• 本文:
* * *

考えれば考えるほど、私がここにこうして生きて存在しているということは、不思議なことである。
私はなぜここにいるのか。私はいかにしてここに存在するようになったのか。
それはそうだけどさあ…
って思いは拭えない。
そんなこと言ってたら
キリがないではないですか、みたいな。
しかし、よく読むと本当にその通りだし
立花さんの思考の整理というか
論理展開って恐れ入る。
博識の立花さんが
「自分がどういう存在なのか
よくわかっていないのだ」
と言われたら、自分なんか
「まったく何も知りません」って
いいたくなりますよ。
空海晩年の著作『秘蔵宝鑰(ひぞうほうやく)』は、空海の密教理論の精髄をなるものとして知られている。
その冒頭の序に次のような一節がある。
生れ生れ生れ生れて生の始に暗く
死に死に死に死んで死の終に冥し
生と死の向こう側は人間にとって同じように永遠の謎なのである。
近代の化学主義によって立つ人は、死の向こう側には何もない。
従って謎もないというであろう。
そういうのはたやすい。
だがそういいきった途端に、心の片隅で、本当にそうなのだろうかという疑いが首をもたげてくる。
先に引いた空海の『秘蔵宝鑰』には、次のような一説もある。
三界の狂人は狂せることを知らず
四生の盲者は盲せることを識らず
狂っている人間は、自分が狂っているということを知らないし、あらゆる目が見えない生物は、自分が目が見えないということを知らない、というのである。
人でも生物でも、自分が知っている世界だけが世界のすべてだと思ってしまう。
自分に見える世界だけが世界のすべてだと思ってしまう。
知らないものを「ない」といい、見えないものを「ない」といってしまう。
正しくは、「ない」ではなくて、「私は知らない」または「私には見えない」というべきである。
しかし、人間は知らないことを知らないままにしておくことには耐えられない動物である。
知らないことはなんとかして知ろうとする。

* * *

• 課題:
(1) 本文で、空海の晩年の著作として挙げられている書名は何か。
(2) 本文の「人でも生物でも」で始まり「というべきである。」で終わる部分を、要点を残して箇条書きにまとめよ。

• データセットの項目:

* * *

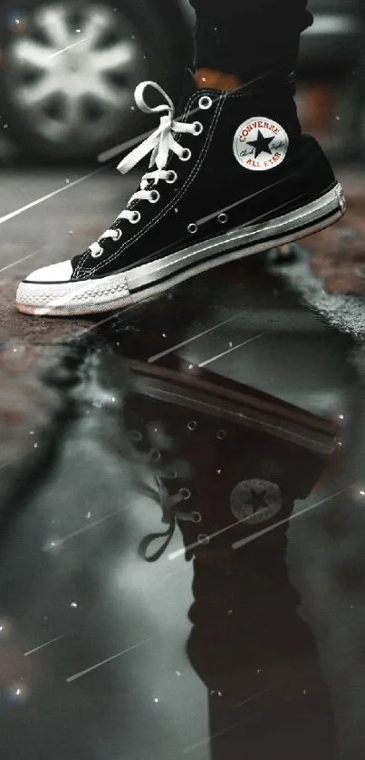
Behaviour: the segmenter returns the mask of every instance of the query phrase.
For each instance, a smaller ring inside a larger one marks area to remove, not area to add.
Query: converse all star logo
[[[277,515],[283,506],[279,486],[269,480],[243,480],[231,493],[230,507],[233,516],[248,525],[265,523]]]
[[[285,130],[272,120],[257,116],[240,124],[233,139],[238,163],[251,171],[274,168],[283,161],[289,146]]]

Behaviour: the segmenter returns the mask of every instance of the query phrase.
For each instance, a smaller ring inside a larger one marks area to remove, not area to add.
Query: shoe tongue
[[[197,87],[195,82],[193,72],[190,69],[186,69],[180,97],[177,104],[177,113],[182,113],[185,111],[187,101],[197,91]]]

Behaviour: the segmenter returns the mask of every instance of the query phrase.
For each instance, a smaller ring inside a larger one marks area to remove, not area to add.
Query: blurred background
[[[312,0],[298,106],[331,158],[364,157],[365,0]],[[95,159],[150,129],[141,80],[176,93],[192,60],[187,0],[25,0],[0,10],[3,159]]]

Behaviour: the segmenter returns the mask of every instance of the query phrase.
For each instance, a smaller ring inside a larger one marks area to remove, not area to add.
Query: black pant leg
[[[307,0],[190,0],[197,14],[196,65],[246,82],[295,66],[301,33],[312,23]]]

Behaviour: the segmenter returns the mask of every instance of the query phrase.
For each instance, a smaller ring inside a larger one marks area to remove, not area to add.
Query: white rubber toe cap
[[[72,276],[72,265],[71,261],[62,261],[59,264],[51,264],[50,266],[43,266],[36,269],[25,278],[27,283],[69,283]]]

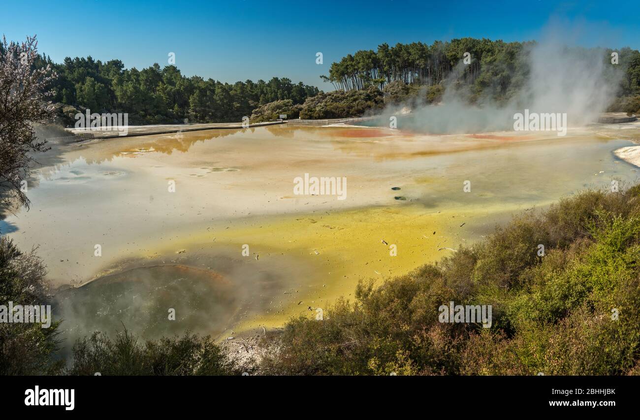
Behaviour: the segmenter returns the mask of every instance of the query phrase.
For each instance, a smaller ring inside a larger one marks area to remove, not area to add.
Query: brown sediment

* * *

• 解答:
(1) 『秘蔵宝鑰(ひぞうほうやく)』

(2)
- 人も生物も、自分が知っている世界や自分に見える世界だけが、世界のすべてだと思ってしまう。
- 知らないものや見えないものを「ない」と言ってしまう。
- 正しくは「私は知らない」「私には見えない」と言うべきである。